### TEXT EXCERPT

Q&A with Vera Farmiga Conjuring success

By Barry Koltnow

McClatchy Newspapers


Growing up with strict immigrant parents in New Jersey, Vera Farmiga was not allowed to watch scary movies.

Thanks to her best friend, Missy, however, Vera was introduced to the horror films of Freddy Krueger.

Thirty years after feasting on “A Nightmare on Elm Street” and its sequels at Missy’s house, the 39-year-old actress said she is ready to scare a new generation of overprotected children with the terrifying new film “The Conjuring.”

Farmiga, who was nominated for an Oscar opposite George Clooney in “Up in the Air” and is one of the stars of the A&E series “Bates Motel,” portrays real-life paranormal investigator Lorraine Warren in the new film. Warren, a clairvoyant, and her husband, Ed Warren, a demonologist played by Patrick Wilson, investigated thousands of hauntings, including those that inspired the films “The Amityville Horror” and “The Haunting in Connecticut.”

“The Conjuring” directed by James Wan of “Saw” and “Insidious,” is based on the Warrens’ most challenging case — the 1970s haunting of a Rhode Island farmhouse. Lili Taylor and Ron Livingston play the owners of the farmhouse who are terrorized by dark forces.

Farmiga starred as a psychiatrist in Martin Scorsese’s “The Departed,” and later directed the 2011 film “Higher Ground.” In the A&E prequel series “Bates Motel,” the actress plays Norman Bates’ mother — long before he kills her and rents a room to Janet Leigh.

Q. What or who was the key in making this film work?

### DATASET ENTRIES

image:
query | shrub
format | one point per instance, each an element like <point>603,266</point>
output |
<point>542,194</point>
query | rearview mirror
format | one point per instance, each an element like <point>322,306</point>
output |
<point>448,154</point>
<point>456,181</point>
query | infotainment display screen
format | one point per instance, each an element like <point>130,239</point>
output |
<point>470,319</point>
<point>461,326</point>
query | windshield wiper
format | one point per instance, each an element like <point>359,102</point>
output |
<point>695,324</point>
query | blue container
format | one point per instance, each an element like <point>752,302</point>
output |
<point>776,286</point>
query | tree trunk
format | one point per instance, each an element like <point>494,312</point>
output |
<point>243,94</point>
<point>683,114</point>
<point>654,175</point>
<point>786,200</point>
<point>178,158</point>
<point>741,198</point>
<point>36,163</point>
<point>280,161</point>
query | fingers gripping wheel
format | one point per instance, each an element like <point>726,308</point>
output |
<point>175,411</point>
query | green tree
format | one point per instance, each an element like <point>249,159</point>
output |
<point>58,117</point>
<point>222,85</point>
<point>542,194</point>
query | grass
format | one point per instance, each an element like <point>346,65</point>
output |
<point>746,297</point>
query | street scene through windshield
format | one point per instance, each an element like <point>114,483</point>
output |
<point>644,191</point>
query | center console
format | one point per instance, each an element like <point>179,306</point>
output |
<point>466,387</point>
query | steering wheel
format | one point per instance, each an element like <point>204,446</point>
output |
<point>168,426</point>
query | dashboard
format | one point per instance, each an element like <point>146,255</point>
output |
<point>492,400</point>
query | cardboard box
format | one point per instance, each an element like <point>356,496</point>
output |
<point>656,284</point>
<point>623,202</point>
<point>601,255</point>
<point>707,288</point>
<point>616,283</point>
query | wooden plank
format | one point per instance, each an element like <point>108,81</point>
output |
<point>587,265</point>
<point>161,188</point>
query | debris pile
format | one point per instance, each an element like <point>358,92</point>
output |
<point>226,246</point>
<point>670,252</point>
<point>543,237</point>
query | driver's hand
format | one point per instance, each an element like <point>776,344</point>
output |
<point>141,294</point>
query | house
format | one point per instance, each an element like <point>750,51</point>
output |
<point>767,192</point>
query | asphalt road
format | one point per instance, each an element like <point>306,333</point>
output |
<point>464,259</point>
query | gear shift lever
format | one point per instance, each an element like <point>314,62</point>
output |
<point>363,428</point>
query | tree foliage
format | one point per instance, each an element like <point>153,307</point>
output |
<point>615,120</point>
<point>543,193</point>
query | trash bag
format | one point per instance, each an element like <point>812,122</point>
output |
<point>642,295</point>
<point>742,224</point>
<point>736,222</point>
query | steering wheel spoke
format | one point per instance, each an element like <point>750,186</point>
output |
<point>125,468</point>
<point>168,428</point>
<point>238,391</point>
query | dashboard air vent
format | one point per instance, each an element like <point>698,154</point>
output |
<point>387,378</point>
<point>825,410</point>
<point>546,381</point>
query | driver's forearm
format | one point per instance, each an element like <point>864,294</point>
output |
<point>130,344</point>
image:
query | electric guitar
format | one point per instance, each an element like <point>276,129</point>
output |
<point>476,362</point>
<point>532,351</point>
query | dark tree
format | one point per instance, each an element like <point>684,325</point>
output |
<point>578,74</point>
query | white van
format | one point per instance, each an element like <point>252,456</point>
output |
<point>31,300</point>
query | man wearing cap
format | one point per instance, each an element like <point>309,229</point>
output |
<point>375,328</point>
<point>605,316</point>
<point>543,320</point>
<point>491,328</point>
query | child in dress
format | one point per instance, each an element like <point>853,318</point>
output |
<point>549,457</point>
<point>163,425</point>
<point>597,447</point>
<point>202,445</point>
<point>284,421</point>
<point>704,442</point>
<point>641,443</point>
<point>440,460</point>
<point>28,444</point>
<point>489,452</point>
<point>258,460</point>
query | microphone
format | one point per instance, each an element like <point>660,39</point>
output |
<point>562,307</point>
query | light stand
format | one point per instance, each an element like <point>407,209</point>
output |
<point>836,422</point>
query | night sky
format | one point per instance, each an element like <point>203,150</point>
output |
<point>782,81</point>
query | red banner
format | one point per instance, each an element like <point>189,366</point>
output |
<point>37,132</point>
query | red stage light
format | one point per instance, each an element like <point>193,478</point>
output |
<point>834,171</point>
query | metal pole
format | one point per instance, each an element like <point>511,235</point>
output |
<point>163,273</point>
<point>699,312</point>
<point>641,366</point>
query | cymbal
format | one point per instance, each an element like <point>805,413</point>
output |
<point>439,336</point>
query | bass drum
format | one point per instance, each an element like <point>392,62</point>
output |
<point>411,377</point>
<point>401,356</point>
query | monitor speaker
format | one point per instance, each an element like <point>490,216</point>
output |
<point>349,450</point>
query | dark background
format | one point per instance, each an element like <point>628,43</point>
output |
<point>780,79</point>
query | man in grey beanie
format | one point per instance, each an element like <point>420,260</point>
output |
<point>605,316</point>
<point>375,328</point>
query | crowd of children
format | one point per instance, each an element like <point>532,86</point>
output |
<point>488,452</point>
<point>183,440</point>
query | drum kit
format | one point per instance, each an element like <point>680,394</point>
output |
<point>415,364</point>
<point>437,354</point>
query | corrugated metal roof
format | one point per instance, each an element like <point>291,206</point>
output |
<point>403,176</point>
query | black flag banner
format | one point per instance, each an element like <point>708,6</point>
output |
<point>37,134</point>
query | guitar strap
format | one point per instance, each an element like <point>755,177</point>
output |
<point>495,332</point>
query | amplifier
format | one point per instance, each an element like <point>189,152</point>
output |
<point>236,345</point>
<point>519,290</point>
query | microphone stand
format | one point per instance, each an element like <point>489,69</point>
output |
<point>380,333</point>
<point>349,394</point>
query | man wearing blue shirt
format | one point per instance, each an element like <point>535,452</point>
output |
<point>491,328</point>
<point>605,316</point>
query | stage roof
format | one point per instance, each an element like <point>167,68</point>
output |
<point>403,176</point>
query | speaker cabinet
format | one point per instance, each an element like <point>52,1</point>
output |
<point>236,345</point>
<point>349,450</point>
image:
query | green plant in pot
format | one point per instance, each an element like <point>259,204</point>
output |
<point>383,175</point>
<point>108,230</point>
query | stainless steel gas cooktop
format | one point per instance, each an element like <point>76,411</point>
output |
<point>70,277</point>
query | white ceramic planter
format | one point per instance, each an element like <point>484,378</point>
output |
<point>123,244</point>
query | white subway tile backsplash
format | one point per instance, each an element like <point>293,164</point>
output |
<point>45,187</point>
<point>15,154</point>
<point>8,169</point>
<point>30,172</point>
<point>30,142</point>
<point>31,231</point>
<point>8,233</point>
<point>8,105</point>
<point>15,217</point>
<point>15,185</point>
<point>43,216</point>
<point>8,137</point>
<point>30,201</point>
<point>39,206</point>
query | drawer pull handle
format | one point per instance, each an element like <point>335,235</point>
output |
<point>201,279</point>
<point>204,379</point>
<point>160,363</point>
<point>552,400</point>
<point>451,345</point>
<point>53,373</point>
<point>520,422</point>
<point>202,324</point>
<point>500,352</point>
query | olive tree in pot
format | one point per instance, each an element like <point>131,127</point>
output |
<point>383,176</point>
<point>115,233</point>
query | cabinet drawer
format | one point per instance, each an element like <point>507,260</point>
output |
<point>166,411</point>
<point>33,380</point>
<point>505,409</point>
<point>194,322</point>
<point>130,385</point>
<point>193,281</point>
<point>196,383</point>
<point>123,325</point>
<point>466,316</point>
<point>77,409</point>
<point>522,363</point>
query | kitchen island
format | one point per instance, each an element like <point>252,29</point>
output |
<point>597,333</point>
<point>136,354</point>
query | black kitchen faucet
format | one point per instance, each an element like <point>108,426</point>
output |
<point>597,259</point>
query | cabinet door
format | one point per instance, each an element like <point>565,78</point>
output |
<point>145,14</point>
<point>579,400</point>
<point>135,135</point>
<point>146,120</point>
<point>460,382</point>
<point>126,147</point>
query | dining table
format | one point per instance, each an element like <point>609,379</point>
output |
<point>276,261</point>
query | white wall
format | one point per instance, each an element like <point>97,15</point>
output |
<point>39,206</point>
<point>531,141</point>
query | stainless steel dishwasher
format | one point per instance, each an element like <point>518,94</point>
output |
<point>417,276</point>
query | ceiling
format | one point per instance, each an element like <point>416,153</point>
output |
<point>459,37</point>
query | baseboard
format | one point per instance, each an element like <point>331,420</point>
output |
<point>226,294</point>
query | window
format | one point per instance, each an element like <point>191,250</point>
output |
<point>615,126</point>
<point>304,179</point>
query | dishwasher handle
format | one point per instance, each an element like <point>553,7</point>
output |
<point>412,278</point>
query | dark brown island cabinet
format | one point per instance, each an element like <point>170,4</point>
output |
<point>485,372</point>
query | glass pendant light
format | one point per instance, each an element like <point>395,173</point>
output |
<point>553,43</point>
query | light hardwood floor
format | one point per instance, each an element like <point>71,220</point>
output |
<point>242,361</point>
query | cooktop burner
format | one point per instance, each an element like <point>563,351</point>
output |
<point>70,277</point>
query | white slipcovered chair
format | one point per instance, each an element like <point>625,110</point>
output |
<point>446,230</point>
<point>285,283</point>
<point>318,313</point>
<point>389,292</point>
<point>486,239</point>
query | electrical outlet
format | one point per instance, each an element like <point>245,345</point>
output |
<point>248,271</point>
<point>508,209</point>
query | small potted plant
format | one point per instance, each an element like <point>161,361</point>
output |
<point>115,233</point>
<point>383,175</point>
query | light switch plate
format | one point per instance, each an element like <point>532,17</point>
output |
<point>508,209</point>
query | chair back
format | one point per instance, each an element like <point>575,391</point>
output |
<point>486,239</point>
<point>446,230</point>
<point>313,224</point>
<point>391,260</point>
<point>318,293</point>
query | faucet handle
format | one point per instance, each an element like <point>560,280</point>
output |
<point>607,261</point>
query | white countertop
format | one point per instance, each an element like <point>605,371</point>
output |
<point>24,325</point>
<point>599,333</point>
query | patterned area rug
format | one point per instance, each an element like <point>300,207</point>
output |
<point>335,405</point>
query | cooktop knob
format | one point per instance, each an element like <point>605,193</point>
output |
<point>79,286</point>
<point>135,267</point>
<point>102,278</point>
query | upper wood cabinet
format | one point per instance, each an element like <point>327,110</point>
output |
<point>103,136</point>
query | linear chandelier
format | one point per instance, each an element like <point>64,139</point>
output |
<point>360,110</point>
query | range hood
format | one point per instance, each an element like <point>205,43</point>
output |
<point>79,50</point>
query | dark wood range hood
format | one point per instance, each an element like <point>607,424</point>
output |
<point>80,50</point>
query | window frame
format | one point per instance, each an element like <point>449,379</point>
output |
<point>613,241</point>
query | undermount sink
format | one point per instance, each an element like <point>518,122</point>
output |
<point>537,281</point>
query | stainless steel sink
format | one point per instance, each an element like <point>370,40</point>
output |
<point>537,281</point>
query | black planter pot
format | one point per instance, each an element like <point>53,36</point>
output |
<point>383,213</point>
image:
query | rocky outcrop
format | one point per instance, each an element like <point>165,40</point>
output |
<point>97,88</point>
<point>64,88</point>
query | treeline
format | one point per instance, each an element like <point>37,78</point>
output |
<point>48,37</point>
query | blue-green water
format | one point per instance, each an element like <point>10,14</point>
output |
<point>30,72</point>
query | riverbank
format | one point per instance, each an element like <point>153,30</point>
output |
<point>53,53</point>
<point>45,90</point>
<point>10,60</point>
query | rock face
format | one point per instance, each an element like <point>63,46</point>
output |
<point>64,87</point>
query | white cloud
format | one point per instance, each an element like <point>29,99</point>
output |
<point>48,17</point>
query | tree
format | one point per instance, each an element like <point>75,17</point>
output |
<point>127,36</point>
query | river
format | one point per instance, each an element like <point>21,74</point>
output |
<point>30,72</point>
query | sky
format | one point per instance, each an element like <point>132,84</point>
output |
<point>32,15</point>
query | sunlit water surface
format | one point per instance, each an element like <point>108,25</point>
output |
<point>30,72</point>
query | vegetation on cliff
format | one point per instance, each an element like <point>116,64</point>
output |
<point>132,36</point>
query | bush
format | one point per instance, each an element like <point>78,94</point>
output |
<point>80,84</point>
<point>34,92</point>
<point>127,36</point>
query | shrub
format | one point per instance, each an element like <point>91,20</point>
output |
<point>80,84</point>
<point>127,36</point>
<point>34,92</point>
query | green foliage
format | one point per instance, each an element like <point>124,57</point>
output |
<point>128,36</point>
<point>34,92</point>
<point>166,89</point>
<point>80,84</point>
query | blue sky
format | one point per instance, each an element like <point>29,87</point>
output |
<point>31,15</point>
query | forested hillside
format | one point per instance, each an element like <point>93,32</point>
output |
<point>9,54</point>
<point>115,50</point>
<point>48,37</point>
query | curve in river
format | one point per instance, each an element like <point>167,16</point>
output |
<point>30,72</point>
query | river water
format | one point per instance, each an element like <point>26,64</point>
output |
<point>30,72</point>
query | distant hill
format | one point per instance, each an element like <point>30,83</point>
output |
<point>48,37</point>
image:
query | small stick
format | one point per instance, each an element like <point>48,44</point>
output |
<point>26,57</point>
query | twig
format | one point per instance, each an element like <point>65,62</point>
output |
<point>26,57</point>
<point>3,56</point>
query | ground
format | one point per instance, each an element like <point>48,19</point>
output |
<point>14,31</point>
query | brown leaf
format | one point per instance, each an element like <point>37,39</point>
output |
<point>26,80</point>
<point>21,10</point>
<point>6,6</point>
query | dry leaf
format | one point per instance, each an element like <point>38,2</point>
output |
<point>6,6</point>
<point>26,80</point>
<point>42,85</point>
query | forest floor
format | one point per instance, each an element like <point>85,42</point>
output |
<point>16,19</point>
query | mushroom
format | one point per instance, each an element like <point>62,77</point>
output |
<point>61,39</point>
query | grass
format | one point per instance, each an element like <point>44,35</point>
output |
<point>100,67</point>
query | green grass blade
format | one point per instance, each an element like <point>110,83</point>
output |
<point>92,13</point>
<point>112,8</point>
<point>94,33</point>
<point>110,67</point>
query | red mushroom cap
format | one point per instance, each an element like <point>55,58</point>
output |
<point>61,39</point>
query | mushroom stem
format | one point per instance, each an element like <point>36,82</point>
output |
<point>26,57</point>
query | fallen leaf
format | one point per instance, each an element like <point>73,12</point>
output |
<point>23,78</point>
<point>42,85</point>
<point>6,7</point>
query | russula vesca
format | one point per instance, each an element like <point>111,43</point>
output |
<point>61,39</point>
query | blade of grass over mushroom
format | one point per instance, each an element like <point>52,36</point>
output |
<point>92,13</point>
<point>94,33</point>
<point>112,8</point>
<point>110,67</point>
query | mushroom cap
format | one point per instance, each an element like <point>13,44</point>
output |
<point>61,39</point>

### WHAT THIS EXERCISE ASKS
**1.** Answer these from the Vera Farmiga interview:
(a) Who introduced Farmiga to the Freddy Krueger horror films?
(b) Which real-life paranormal investigator does Farmiga portray in "The Conjuring"?
(c) In which state was the farmhouse at the center of the Warrens' most challenging case?
**2.** Write the next part of the Vera Farmiga interview, picking up after its final line.
You won't need the listing for any of this.

### TASK-BY-TASK OUTPUTS
**1.**
(a) Her best friend, Missy.
(b) Lorraine Warren.
(c) Rhode Island.

**2.**
A. It was Lorraine. She is an influential and fascinating person. That was the draw for me. And, of course, Patrick Wilson playing Ed was the cincher. I just worked with his wife (Dagmara Dominczyk) on “Higher Ground,” and I adored her.

Q. So it wasn’t the scary element that attracted you to the project?

A. Not at all, although I knew it was going to be scary.

Q. How did you know?

A. At the first reading, I thought it was very effective. And I was happy that I got to read it the first time with other people. I did not want to read it in the sanctity of my own home. I tried to read it, but I ended up chucking the script across the room. Whenever I have an offer for a role, my husband clears the house so I can concentrate and read the script alone. So, he took the two toddlers food shopping and left me alone. In my creaky old colonial house, I couldn’t get through it. I only felt safe reading it on an airplane or in front of people I knew.

Q. Are you saying that it was scary on the page?

A. Yes, it was scary on the page, but even more so after I did some research on Lorraine. I hadn’t heard of her because I’m not someone who gravitates toward the paranormal. I watched footage of her, and I think it’s them as a couple that is so fascinating. The real-life aspect of this story is what makes it so scary. The research was not pleasant.

Q. I know Ed Warren has passed away, but did you get to meet with Lorraine?

A. I did. I had just read their book “The Demonologist.” It was unlike any book I’ve ever read. It’s about mystical phenomena. It just scared the daylights out of me. It details all their cases. There are things that go down in this book that are absolutely unfathomable, so far-fetched and so diabolical. Then they have their museum of the occult that is located near their house.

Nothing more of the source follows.